▶ Set exercise:
Rewrite all of the following lines with every "hat" changed to "cap" and nothing else altered, and leave the pictures out of your answer.

##### Material provided #####

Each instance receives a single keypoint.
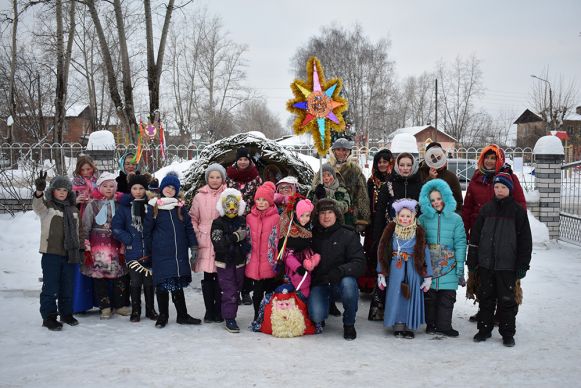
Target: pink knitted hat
(304, 206)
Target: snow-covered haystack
(264, 152)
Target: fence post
(549, 154)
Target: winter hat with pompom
(304, 206)
(171, 179)
(266, 191)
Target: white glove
(381, 283)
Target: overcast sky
(513, 39)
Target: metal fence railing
(570, 209)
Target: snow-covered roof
(573, 117)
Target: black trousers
(497, 287)
(439, 306)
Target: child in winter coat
(263, 221)
(231, 243)
(404, 258)
(298, 257)
(446, 240)
(500, 254)
(104, 263)
(128, 229)
(203, 212)
(84, 183)
(59, 245)
(168, 234)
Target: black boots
(163, 305)
(179, 301)
(149, 308)
(212, 300)
(51, 323)
(135, 304)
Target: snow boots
(179, 301)
(51, 323)
(212, 300)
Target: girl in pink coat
(203, 213)
(263, 221)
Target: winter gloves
(240, 234)
(40, 182)
(381, 283)
(320, 191)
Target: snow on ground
(117, 352)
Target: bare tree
(365, 68)
(461, 84)
(559, 94)
(255, 116)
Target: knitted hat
(61, 182)
(215, 167)
(435, 156)
(328, 168)
(304, 206)
(138, 179)
(242, 153)
(106, 176)
(342, 143)
(171, 179)
(230, 196)
(505, 179)
(405, 203)
(266, 191)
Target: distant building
(530, 128)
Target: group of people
(248, 236)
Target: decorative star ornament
(318, 106)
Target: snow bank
(101, 140)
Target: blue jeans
(346, 291)
(57, 283)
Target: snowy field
(117, 352)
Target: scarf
(101, 217)
(71, 230)
(406, 232)
(242, 176)
(137, 213)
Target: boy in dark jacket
(127, 226)
(230, 239)
(500, 250)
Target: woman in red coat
(481, 190)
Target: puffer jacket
(126, 233)
(167, 240)
(480, 192)
(502, 235)
(444, 235)
(203, 212)
(52, 232)
(339, 247)
(264, 234)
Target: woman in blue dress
(404, 267)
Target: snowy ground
(117, 352)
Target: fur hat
(215, 167)
(171, 179)
(106, 176)
(304, 206)
(405, 203)
(505, 179)
(266, 191)
(342, 143)
(61, 182)
(138, 179)
(242, 153)
(228, 196)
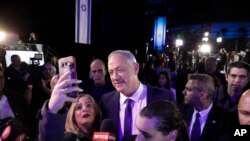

#####

▶ Exercise output:
Each instance receives a single keypoint.
Target: pink knitted cap
(304, 206)
Target: snow-covered haystack
(264, 152)
Target: fence post
(549, 154)
Target: winter cap with pompom
(304, 206)
(171, 179)
(266, 191)
Target: white glove
(381, 283)
Target: overcast sky
(513, 39)
Target: metal fence railing
(570, 209)
Target: snow-covered roof
(573, 117)
Target: black trousers
(497, 287)
(439, 306)
Target: child in winter coat
(263, 221)
(231, 243)
(404, 258)
(298, 257)
(446, 240)
(500, 254)
(104, 263)
(128, 229)
(203, 212)
(84, 183)
(59, 245)
(168, 234)
Target: black boots
(163, 305)
(179, 301)
(149, 308)
(212, 300)
(51, 323)
(135, 304)
Target: snow boots
(179, 301)
(51, 323)
(212, 300)
Target: girl in pink coat
(203, 213)
(263, 221)
Target: winter gloves
(240, 234)
(40, 182)
(381, 283)
(320, 191)
Target: snow on ground
(117, 352)
Target: bare tree
(365, 68)
(461, 84)
(559, 94)
(255, 116)
Target: knitted cap
(61, 182)
(215, 167)
(435, 156)
(328, 168)
(304, 206)
(138, 179)
(242, 153)
(106, 176)
(342, 143)
(171, 179)
(230, 196)
(505, 179)
(405, 203)
(266, 191)
Target: distant building
(530, 128)
Target: group of people
(248, 236)
Target: decorative star ornament
(318, 106)
Target: snow bank
(101, 140)
Target: blue jeans
(346, 291)
(57, 283)
Target: snowy field
(117, 352)
Target: scarf
(101, 217)
(71, 230)
(406, 232)
(242, 176)
(137, 213)
Target: boy in dark jacket
(127, 226)
(230, 239)
(500, 250)
Target: woman in red coat
(481, 190)
Target: puffer jacket
(126, 233)
(167, 240)
(480, 192)
(502, 235)
(444, 235)
(203, 212)
(52, 232)
(339, 247)
(264, 234)
Target: woman in blue dress
(404, 267)
Target: snowy ground
(117, 352)
Target: fur cap
(215, 167)
(171, 179)
(106, 176)
(304, 206)
(405, 203)
(505, 179)
(266, 191)
(342, 143)
(61, 182)
(138, 179)
(242, 153)
(228, 196)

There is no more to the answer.